EXTRACTED TEXT:
>> start

Posted by: Julie at March 10, 2010 9:11 AM

Definitely anything by Roald Dahl. I was a voracious reader as a kid her age and read everything I could get my hands on. Matilda, The BFG and Charlie and the Chocolate Factory were my favs as a kid, but I'd stay away from Witches by Dahl cause it might be a bit too scary for her still. Also I don't necessarily agree that Babysitter's Club is appropriate for a kid Mia's age. I thought they were great, but reading them back now? So painful, and there was so much drama! Honestly, I think anything before the "teen" section at the bookstore is fine. Harry Potter obviously is great, but you can go up to age 12 and she'll still get a lot out of the books. And when she's older, she'll re-read them and discover things she didn't understand before and it'll be a like reading a whole new book.

Posted by: Rachel at March 10, 2010 9:19 AM

Wow, those are great suggestions. I particularly loved Roald Dahl when I was younger. Also, Chitty Chitty Bang Bang and From the Mixed Up Files of Mrs. Basil E. Frankweiler were two of my all-time favorites from elementary school.

Posted by: Trish at March 10, 2010 9:23 AM

I second Mrs. Piggle Wiggle and Roald Dahl books and Beverly Cleary. Sideways stories from Wayside School is silly and hilarious. So are the Amelia Bedelias. Nate the Great books. Judy Moody books. The Little Prince. Ira Sleeps Over.

>> end

WHAT THE TASK ASKS: In the book-suggestion comments, why does the comment beginning "Definitely anything by Roald Dahl" say it's fine to go up to books for age 12?

DATA ENTRIES:
>> start

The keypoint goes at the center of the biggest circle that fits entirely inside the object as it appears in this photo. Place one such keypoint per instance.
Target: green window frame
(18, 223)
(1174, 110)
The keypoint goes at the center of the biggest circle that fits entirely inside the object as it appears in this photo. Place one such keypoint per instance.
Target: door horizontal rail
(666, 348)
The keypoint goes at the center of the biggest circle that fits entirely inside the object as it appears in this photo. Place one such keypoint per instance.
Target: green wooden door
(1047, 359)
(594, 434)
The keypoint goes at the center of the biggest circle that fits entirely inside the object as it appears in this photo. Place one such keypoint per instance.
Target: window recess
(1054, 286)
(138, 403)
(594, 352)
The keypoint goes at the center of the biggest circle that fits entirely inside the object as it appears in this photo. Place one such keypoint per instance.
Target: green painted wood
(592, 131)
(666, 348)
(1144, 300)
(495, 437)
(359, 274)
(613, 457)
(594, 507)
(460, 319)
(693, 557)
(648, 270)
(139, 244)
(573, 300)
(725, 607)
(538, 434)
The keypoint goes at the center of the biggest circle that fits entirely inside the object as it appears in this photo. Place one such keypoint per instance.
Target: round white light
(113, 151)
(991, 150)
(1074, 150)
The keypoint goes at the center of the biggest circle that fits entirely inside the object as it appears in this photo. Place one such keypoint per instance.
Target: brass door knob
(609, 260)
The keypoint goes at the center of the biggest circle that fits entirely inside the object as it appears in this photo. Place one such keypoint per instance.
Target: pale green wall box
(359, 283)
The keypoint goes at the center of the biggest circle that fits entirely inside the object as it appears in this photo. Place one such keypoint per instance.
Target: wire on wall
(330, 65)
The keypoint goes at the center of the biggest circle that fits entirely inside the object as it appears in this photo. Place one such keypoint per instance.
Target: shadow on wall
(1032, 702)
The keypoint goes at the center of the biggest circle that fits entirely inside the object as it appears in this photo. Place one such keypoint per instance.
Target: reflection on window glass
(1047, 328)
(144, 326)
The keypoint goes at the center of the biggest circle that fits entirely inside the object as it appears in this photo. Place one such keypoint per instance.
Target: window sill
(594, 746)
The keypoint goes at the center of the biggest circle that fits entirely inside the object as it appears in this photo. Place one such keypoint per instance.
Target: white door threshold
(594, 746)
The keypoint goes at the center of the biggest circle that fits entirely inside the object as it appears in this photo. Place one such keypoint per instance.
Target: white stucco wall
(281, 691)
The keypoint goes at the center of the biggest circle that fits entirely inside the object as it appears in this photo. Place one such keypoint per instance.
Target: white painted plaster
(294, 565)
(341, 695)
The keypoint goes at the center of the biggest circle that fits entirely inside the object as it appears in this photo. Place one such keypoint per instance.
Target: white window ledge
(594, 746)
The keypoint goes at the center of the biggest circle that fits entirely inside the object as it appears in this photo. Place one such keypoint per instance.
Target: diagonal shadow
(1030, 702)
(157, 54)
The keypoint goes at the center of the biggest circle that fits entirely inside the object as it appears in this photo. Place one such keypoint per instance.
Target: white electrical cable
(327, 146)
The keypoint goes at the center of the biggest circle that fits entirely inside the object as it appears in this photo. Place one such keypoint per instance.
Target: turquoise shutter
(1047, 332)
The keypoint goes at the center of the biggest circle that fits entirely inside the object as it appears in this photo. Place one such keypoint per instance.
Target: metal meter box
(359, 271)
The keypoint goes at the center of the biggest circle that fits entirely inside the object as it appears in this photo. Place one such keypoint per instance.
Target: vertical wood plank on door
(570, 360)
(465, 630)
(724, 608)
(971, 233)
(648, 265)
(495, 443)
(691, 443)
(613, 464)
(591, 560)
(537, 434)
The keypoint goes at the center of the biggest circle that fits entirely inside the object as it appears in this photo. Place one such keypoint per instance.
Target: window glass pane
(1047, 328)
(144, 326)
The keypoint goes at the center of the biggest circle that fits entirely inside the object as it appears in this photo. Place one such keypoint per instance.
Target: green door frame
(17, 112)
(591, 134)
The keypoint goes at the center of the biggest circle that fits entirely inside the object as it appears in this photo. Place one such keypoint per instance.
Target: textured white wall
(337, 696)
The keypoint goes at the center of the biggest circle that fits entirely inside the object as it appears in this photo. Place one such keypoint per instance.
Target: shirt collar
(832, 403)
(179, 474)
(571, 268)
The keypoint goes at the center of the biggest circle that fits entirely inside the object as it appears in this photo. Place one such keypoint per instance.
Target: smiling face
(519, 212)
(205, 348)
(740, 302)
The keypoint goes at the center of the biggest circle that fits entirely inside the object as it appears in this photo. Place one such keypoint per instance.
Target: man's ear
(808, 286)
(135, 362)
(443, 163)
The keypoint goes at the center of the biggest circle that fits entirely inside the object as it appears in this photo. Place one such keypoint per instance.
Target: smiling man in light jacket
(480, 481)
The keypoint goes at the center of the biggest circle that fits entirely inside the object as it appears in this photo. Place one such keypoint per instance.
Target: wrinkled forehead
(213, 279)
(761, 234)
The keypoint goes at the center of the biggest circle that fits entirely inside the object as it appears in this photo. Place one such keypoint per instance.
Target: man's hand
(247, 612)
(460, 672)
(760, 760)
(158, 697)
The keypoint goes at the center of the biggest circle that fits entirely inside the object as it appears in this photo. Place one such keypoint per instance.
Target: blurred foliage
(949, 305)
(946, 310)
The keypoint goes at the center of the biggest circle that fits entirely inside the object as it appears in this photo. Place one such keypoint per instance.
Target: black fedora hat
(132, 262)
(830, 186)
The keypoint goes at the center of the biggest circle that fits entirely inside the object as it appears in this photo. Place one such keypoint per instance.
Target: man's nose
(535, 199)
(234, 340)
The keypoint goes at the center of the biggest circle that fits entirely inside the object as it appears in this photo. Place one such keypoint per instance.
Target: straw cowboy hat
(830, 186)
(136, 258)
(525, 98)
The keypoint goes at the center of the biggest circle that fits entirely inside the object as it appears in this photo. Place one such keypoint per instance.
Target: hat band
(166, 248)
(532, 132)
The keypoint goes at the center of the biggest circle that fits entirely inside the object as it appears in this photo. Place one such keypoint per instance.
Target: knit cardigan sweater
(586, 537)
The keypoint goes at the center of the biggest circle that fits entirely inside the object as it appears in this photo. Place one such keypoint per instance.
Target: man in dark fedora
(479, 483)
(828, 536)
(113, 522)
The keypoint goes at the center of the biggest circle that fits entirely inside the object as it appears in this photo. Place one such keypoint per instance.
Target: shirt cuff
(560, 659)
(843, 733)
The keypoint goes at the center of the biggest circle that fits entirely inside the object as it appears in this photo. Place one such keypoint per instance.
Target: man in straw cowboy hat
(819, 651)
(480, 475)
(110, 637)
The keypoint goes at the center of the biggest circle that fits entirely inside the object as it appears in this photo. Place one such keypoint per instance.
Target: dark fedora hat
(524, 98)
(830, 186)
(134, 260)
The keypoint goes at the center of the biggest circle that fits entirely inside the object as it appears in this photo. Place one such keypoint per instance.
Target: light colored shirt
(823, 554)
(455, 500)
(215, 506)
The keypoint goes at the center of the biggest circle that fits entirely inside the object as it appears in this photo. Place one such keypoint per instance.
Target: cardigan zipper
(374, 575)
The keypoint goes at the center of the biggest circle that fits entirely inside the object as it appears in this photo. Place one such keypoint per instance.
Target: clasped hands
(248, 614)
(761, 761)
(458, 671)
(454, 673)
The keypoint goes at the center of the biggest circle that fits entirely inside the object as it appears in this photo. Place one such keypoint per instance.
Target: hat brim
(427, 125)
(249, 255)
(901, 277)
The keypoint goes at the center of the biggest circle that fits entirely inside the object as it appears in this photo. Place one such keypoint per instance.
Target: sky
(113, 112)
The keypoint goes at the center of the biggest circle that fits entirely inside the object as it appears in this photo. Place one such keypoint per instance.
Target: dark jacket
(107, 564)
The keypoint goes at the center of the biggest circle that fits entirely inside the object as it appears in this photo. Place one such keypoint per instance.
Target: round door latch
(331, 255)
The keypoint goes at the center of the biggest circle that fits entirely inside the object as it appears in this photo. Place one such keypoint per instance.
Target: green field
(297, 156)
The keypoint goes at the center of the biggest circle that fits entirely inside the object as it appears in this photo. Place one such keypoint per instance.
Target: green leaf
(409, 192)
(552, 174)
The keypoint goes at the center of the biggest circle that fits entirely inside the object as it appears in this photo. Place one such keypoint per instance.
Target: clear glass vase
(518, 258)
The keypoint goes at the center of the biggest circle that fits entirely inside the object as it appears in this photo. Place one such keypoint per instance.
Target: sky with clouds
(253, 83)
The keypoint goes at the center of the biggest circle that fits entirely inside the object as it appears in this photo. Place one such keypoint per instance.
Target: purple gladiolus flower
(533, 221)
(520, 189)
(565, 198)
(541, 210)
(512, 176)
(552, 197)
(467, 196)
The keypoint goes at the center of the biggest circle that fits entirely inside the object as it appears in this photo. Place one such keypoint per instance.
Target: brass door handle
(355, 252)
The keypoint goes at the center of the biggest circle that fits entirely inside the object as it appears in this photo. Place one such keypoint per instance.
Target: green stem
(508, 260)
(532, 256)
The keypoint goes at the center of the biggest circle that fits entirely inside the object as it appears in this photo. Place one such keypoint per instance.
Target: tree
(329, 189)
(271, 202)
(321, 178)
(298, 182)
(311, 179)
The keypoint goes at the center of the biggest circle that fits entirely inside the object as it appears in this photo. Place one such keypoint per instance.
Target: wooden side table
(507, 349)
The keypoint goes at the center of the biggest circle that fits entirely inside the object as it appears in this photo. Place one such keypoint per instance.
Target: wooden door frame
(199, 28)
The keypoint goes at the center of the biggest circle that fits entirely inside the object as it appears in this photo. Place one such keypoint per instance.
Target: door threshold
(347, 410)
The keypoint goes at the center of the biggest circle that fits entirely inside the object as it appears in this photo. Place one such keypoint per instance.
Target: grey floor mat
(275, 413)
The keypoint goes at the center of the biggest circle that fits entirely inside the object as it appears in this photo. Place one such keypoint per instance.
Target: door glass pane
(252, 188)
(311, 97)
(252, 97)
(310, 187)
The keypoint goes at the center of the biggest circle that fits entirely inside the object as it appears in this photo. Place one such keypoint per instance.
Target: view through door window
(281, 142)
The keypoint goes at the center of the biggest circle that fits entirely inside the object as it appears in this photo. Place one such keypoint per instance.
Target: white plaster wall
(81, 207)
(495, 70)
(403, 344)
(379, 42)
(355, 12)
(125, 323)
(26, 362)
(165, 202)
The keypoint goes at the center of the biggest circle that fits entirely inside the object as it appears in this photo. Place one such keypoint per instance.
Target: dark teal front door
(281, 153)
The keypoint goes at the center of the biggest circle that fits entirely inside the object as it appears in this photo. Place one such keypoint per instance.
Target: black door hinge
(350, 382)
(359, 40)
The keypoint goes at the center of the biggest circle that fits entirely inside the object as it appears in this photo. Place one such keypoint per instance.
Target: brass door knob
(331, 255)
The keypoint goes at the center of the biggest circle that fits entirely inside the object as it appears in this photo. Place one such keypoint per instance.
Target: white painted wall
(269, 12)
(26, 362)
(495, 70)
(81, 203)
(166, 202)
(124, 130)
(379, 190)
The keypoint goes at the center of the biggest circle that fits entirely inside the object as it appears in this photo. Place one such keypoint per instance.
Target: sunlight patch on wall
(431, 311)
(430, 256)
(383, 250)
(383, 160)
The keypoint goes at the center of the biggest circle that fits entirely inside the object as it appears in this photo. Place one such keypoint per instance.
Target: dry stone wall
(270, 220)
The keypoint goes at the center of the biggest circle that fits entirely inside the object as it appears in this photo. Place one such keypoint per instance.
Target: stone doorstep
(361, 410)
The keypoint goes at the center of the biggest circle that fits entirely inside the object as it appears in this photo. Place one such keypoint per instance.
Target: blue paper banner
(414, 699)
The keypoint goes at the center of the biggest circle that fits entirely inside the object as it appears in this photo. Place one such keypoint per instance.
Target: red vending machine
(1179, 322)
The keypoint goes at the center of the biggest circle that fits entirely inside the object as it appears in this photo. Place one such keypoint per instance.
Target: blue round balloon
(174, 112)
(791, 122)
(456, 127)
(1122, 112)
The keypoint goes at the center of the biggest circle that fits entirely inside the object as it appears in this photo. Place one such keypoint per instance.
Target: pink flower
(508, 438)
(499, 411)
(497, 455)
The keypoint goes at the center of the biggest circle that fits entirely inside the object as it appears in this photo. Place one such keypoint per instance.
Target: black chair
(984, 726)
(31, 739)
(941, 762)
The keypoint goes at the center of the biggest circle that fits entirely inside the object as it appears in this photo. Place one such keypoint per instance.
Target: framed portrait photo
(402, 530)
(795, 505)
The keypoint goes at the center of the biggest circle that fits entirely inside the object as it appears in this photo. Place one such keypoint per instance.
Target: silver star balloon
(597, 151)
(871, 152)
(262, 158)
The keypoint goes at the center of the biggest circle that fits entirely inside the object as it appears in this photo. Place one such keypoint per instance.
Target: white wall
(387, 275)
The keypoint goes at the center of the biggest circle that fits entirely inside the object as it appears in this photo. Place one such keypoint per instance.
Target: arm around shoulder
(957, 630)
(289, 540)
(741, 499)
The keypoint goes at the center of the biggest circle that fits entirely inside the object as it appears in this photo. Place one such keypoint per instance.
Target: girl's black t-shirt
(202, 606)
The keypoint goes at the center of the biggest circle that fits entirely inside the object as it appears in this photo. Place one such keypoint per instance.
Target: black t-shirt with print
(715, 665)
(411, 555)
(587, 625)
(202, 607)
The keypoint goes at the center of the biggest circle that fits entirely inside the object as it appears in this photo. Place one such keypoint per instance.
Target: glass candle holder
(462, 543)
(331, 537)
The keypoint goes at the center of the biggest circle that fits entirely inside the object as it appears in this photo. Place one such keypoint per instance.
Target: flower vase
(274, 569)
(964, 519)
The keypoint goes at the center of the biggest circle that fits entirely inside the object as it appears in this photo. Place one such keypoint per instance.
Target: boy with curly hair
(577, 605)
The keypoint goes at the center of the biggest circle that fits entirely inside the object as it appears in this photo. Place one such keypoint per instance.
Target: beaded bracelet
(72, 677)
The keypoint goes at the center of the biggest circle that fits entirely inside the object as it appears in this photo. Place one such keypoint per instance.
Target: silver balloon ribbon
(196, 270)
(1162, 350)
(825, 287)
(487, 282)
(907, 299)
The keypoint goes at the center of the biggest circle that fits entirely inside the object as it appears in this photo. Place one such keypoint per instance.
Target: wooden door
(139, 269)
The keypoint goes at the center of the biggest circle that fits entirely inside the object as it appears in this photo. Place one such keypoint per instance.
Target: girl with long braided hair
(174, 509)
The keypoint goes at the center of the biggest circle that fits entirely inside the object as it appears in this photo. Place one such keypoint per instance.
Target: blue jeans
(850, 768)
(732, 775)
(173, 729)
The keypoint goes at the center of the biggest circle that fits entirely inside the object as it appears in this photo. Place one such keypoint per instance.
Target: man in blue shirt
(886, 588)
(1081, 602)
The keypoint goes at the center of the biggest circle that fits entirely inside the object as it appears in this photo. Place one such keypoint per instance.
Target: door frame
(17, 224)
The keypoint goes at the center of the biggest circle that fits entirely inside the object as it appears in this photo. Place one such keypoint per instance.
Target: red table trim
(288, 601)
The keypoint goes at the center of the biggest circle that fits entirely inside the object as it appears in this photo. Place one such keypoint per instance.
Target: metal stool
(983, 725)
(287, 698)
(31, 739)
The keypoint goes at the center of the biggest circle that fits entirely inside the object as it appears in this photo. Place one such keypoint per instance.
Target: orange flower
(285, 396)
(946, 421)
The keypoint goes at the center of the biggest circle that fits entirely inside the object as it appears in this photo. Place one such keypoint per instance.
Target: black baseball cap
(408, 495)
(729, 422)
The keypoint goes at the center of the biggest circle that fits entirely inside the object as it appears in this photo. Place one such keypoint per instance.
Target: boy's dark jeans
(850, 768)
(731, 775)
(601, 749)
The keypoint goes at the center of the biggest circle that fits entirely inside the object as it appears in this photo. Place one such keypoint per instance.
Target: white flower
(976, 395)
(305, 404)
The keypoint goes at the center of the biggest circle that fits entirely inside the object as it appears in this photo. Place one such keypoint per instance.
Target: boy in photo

>> end

THE SOLUTION: The comment says she'll still get a lot out of those books now. When she's older, she'll re-read them and discover things she didn't understand before, so it will be like reading a whole new book.